**SELECTED EXCERPT**
Package 'rebus.base'

Title: Core Functionality for the 'rebus' Package
Description: Build regular expressions piece by piece using human readable code. This package contains core functionality, and is primarily intended to be used by package developers.
Authors: Richard Cotton [aut, cre]
Maintainer: Richard Cotton <[email protected]>
License: Unlimited
Version: 0.0-3
Built: 2024-11-11 03:13:06 UTC
Source: https://github.com/richierocks/rebus.base

Help Index


The start or end of a string.

Description

START matches the start of a string. END matches the end of a string. exactly makes the regular expression match the whole string, from start to end.

Usage

START

END

exactly(x)

Arguments

x

A character vector.

Format

An object of class regex (inherits from character) of length 1.

Value

A character vector representing part or all of a regular expression.

Note

Caret and dollar are used as start/end delimiters, since \A and \Z are not supported by R's internal PRCE engine or stringi's ICU engine.

**TASK TO CARRY OUT**
Carry on the rebus.base package documentation from its last sentence.

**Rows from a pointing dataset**

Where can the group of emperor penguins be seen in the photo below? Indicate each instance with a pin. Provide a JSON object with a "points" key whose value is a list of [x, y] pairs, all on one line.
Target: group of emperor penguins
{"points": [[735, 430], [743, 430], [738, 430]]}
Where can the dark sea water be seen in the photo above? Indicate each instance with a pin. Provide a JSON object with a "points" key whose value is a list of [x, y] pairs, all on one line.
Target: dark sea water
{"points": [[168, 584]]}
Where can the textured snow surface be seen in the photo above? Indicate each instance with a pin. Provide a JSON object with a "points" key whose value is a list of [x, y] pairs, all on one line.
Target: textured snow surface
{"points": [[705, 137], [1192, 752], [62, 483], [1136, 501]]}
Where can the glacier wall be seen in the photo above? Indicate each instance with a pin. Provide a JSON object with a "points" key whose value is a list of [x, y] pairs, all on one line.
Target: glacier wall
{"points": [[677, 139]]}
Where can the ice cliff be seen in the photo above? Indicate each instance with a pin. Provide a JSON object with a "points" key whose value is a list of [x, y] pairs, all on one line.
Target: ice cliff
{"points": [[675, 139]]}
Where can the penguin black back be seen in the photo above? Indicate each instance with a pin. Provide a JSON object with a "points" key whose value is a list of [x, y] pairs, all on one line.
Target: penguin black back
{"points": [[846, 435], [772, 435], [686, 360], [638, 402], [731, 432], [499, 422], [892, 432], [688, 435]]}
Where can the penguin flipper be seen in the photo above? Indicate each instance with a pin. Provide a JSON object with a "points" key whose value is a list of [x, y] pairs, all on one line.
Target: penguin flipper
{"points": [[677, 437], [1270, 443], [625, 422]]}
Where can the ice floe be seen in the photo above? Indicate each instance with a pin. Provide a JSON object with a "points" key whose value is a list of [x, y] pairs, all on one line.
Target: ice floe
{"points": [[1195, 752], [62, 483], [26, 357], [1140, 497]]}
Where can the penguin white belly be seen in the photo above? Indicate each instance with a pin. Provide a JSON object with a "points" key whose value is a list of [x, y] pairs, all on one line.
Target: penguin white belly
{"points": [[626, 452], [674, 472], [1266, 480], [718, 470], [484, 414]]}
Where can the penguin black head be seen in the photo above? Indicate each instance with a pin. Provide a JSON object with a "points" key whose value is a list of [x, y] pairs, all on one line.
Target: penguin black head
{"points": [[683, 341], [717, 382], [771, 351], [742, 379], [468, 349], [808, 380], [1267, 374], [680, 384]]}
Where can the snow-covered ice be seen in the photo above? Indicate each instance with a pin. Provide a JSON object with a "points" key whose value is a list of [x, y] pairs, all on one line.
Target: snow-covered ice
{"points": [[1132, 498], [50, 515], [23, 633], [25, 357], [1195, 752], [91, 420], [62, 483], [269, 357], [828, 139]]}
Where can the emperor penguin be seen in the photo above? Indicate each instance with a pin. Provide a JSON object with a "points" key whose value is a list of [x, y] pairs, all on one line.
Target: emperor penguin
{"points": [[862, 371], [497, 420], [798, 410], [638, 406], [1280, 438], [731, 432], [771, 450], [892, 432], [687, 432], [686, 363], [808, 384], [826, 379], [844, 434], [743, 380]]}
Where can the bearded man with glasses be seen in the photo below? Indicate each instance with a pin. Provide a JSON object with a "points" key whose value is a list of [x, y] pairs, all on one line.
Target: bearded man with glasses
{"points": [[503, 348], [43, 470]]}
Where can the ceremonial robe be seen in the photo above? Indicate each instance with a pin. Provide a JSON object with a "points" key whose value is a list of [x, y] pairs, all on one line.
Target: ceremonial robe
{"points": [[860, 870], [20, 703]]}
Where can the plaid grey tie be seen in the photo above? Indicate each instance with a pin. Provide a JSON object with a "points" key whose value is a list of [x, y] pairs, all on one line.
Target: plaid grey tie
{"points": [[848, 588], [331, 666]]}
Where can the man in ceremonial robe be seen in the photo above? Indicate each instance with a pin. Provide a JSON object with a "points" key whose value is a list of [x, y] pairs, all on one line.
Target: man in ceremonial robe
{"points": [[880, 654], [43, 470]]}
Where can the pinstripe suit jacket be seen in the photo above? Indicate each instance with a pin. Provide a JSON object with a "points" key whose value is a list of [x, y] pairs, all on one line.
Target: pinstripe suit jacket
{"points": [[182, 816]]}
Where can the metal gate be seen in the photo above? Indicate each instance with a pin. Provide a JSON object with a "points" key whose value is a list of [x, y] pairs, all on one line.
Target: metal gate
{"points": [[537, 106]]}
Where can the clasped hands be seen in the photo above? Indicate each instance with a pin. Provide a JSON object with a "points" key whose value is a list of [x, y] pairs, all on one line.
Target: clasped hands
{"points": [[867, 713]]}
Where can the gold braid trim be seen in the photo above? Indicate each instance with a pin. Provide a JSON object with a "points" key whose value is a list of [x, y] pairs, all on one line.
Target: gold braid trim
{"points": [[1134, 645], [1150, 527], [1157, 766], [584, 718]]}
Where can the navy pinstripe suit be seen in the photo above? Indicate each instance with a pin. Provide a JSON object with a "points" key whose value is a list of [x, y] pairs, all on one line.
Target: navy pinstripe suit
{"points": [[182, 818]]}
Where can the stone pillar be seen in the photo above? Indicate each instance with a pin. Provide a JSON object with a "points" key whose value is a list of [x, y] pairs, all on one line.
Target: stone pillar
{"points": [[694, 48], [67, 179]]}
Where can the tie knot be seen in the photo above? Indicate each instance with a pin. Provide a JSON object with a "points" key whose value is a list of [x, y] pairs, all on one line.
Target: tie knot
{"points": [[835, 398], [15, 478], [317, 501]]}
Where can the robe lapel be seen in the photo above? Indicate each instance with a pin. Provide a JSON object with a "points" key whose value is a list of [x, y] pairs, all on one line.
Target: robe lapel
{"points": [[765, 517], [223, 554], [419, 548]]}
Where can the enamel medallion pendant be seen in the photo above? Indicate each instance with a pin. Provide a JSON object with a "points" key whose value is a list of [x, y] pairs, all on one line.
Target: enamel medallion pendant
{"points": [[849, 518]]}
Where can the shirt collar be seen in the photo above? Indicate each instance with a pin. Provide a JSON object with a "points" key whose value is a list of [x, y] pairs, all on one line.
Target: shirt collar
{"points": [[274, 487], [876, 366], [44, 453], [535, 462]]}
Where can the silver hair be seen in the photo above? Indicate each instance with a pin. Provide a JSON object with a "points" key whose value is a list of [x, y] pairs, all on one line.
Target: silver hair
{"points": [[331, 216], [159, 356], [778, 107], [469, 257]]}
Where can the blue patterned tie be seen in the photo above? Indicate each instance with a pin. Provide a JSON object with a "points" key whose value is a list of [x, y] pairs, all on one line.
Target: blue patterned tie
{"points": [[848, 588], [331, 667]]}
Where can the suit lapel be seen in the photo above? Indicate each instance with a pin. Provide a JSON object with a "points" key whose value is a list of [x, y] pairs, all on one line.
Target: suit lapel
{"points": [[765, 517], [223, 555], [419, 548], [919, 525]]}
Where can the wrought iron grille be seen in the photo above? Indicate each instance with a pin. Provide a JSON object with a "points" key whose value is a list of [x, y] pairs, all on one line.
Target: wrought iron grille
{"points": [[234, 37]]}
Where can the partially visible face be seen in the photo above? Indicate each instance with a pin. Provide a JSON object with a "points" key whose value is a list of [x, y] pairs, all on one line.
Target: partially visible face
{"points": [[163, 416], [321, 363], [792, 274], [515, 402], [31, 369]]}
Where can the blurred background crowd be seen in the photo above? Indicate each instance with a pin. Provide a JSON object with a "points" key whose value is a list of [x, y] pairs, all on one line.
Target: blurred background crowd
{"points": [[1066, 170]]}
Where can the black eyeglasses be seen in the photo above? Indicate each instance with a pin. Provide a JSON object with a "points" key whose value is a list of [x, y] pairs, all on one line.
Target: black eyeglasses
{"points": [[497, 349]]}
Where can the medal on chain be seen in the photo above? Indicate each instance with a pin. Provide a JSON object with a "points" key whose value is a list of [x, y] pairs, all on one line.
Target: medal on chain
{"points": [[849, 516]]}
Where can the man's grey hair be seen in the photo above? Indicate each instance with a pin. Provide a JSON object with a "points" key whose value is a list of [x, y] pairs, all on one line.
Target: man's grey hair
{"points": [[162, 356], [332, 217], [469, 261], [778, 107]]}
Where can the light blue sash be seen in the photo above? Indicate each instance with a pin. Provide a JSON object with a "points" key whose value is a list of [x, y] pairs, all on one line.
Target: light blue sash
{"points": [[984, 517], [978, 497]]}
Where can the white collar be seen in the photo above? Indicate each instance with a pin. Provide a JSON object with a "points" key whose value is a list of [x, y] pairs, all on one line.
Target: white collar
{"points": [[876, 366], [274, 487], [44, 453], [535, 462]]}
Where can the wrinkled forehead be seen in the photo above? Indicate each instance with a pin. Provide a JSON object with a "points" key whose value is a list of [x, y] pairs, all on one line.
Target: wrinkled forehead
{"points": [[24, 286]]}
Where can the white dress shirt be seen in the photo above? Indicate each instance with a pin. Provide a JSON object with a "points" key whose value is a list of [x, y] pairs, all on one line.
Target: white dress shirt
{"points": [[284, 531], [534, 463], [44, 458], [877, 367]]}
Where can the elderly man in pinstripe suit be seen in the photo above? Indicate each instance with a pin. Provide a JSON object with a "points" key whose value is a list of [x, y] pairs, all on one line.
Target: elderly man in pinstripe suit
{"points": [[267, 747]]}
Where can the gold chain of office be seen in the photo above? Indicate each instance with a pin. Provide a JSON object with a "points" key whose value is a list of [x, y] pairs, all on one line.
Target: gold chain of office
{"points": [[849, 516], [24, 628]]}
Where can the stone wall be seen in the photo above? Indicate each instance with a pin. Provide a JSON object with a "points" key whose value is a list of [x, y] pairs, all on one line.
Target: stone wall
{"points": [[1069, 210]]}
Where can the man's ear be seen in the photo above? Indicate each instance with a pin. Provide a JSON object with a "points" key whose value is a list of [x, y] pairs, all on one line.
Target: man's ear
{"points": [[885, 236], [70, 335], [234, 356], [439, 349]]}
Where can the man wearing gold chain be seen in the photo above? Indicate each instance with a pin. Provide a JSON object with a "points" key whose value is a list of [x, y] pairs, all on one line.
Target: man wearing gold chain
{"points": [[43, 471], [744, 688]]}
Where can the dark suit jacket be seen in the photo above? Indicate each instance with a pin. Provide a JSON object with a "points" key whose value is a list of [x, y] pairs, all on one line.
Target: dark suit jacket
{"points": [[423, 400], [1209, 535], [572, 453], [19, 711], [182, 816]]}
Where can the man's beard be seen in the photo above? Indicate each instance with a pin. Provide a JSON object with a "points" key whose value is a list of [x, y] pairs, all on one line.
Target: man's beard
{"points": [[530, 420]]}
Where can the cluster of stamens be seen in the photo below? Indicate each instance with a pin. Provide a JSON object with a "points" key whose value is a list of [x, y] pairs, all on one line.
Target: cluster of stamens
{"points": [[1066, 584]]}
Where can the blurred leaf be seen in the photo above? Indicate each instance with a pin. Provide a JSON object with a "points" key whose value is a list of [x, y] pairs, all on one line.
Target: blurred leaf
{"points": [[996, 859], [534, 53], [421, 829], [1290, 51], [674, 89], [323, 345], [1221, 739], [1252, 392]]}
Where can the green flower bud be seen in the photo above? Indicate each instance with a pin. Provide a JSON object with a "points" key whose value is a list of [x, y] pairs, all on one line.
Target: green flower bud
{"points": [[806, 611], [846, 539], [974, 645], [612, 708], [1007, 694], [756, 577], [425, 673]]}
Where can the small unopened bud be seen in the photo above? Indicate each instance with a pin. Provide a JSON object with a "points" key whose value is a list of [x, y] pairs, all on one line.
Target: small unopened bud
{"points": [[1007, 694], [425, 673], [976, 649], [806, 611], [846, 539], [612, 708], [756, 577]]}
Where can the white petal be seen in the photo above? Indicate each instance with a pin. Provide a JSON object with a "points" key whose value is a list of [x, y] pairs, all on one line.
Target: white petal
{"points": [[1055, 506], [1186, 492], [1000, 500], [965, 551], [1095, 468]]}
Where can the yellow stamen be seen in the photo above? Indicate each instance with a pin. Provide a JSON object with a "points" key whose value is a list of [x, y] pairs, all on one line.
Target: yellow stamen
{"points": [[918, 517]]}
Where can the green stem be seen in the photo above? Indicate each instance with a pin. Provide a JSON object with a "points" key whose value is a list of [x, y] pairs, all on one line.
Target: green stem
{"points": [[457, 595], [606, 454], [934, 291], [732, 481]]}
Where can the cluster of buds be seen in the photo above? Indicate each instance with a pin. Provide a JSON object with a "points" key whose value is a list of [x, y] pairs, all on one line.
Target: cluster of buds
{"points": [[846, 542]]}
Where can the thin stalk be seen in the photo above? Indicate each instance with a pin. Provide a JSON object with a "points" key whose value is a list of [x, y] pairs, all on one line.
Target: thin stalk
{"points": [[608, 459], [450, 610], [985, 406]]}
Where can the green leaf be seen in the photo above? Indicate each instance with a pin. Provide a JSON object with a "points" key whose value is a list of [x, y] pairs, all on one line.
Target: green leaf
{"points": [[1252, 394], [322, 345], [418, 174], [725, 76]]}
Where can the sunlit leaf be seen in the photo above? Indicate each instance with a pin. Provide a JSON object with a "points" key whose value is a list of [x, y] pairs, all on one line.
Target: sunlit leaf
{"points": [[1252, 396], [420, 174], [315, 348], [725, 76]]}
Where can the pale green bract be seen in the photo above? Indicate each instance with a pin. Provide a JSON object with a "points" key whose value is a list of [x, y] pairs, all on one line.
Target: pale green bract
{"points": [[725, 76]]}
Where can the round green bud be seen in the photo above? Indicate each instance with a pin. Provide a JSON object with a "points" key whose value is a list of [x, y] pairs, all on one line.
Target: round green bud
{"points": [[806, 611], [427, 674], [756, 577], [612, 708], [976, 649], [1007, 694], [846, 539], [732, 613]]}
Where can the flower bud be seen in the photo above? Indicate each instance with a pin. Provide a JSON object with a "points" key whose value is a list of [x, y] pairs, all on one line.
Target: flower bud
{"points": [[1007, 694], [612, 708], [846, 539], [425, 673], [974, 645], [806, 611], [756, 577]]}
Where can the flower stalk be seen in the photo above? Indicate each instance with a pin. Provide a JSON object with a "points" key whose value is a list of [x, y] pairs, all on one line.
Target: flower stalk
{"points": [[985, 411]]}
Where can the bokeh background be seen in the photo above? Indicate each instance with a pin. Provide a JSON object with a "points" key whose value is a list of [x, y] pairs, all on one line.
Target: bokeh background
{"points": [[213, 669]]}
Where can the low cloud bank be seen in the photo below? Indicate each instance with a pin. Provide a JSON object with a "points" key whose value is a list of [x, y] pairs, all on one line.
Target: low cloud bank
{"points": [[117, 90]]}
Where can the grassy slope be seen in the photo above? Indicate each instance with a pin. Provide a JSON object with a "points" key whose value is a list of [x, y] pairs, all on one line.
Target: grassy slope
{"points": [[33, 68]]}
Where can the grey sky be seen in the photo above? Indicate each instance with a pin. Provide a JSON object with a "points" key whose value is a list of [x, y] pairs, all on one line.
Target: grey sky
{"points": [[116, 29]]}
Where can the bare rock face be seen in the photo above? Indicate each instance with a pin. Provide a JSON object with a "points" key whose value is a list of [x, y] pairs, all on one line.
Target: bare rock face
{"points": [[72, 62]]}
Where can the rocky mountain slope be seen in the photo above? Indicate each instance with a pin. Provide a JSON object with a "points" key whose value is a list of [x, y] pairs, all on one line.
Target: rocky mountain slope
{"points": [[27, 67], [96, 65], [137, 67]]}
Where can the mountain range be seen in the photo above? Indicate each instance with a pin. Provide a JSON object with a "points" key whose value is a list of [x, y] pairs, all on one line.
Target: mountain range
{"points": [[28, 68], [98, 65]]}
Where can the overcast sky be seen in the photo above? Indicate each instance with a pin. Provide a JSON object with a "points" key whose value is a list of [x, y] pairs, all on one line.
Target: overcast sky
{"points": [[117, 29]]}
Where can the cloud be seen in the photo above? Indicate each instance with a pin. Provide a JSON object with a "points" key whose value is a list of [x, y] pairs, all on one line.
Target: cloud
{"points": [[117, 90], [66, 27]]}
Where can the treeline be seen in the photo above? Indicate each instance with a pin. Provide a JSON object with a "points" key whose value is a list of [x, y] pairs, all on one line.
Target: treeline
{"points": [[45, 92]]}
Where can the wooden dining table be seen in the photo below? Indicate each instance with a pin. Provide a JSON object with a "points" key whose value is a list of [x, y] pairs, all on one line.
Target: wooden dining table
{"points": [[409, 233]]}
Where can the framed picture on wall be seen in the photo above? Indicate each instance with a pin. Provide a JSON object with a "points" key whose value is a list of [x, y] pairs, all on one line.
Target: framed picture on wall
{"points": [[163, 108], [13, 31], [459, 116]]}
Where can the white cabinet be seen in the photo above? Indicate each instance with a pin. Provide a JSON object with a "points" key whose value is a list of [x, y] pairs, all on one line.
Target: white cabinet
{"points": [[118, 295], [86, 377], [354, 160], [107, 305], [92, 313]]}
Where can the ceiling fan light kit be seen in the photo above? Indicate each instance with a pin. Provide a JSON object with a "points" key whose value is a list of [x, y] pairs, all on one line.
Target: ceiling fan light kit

**EXERCISE ANSWER**
References

http://www.regular-expressions.info/anchors.html and http://www.rexegg.com/regex-anchors.html

See Also

whole_word and modify_mode

Examples

START
END

# Usage
x <- c("catfish", "tomcat", "cat")
(rx_start <- START %R% "cat")
(rx_end <- "cat" %R% END)
(rx_exact <- exactly("cat"))
stringi::stri_detect_regex(x, rx_start)
stringi::stri_detect_regex(x, rx_end)
stringi::stri_detect_regex(x, rx_exact)

Convert or test for regex objects

Description

as.regex gives objects the class "regex". is.regex tests for objects of class "regex".

Usage

as.regex(x)

is.regex(x)

Arguments

x

An object to test or convert.

Value

as.regex returns the inputs object, with class c("regex", "character"). is.regex returns TRUE when the input inherits from class "regex" and FALSE otherwise.

Examples

x <- as.regex("month.abb")
is.regex(x)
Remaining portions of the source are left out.